§ What you need to do:
1. According to the pull request text, which issue number does this change fix?
2. In the records, starting with the first line and going on through the line that contains "0 280 468 351", replace "dirt track" with "sand track" and leave everything else unchanged. Leave the pictures out of your answer.

PASS: All flex_attention nodes have compile_with_inductor

Files Changed

  • torchtitan/experiments/graph_trainer/make_fx_tracer.py: Added _copy_fwd_meta_to_node(), _trace_to_flex_attention_fwd(), and a second pass in _copy_fwd_metadata_to_bw_nodes() for data-flow-based annotation propagation.

Fixes #2818

Repro Script
#!/usr/bin/env python3
"""Smaller distributed repro for block-causal regional_inductor failure.

Run:
    torchrun --standalone --nproc_per_node=4 \
        scripts/repro_regional_inductor_tiny_attention.py
"""

import os

import torch
import torch.distributed as dist
import torch.nn as nn
from torch.distributed.tensor import Replicate, Shard
from torch.distributed.tensor.parallel import (
    ColwiseParallel,
    parallelize_module,
    PrepareModuleInput,
    RowwiseParallel,
)
from torch.fx.graph import CodeGen
from torch.fx.traceback import annotate_fn
from torch.nn.attention.flex_attention import and_masks

from torchtitan.distributed import ParallelDims
from torchtitan.distributed.tensor_parallel import NoParallel
from torchtitan.experiments.graph_trainer.common_utils import (
    _AC_REGION_ID,
    register_blockmask_pytree_node,
)
from torchtitan.experiments.graph_trainer.make_fx_tracer import minimal_fx_tracer
from torchtitan.experiments.graph_trainer.passes import apply_ac_on_fwd_bwd_graph
from torchtitan.experiments.graph_trainer.simple_fsdp import data_parallel
from torchtitan.models.common.attention import (
    annotate_flex_attention_for_regional_inductor,
    create_attention_mask,
    get_causal_mask_mod,
    get_document_mask_mod,
)
from torchtitan.models.common.linear import Linear
from torchtitan.models.common.rmsnorm import RMSNorm
from torchtitan.models.common.rope import RoPE
from torchtitan.models.deepseek_v3.model import Attention


register_blockmask_pytree_node()


class TinyAttentionModel(nn.Module):
    def __init__(self) -> None:
        super().__init__()

§ Data records:

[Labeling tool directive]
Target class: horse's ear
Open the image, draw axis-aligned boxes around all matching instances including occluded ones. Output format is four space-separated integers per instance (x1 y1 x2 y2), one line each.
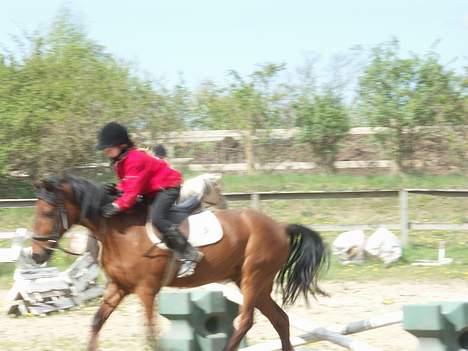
33 179 57 192
33 179 44 190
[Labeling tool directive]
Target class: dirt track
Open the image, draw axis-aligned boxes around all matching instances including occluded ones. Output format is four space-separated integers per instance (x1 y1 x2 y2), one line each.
0 280 468 351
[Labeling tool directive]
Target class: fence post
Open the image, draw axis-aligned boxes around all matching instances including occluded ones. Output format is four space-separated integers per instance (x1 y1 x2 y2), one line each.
399 189 409 247
250 193 260 210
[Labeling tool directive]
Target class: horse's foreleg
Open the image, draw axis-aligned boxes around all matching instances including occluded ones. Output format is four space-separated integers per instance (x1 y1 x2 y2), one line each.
88 282 128 351
135 285 159 350
224 273 258 351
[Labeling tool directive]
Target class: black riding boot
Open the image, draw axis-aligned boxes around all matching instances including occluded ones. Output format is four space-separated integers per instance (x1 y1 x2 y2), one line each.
164 225 203 278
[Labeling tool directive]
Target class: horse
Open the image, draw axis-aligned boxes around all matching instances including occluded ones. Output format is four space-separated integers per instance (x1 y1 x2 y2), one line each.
85 173 227 262
32 176 329 351
178 173 227 209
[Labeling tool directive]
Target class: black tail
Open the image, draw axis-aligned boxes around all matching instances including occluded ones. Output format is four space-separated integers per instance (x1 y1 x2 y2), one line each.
276 224 329 305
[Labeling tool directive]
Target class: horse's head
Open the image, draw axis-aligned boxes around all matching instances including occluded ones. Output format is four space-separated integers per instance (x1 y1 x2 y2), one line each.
32 177 108 264
32 178 78 264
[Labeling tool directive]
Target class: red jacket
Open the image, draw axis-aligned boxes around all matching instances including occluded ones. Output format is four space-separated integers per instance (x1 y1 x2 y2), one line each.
114 148 182 211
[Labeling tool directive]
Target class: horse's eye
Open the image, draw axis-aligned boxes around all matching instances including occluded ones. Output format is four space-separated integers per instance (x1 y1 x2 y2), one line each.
42 211 55 218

§ Solutions:
1. It fixes issue #2818.

2.
[Labeling tool directive]
Target class: horse's ear
Open the image, draw axis-aligned boxes around all matching instances including occluded ones. Output format is four space-separated integers per instance (x1 y1 x2 y2), one line each.
33 179 57 192
33 179 44 190
[Labeling tool directive]
Target class: sand track
Open the image, draw axis-aligned boxes around all matching instances including occluded ones. Output format is four space-separated integers per instance (x1 y1 x2 y2), one line each.
0 280 468 351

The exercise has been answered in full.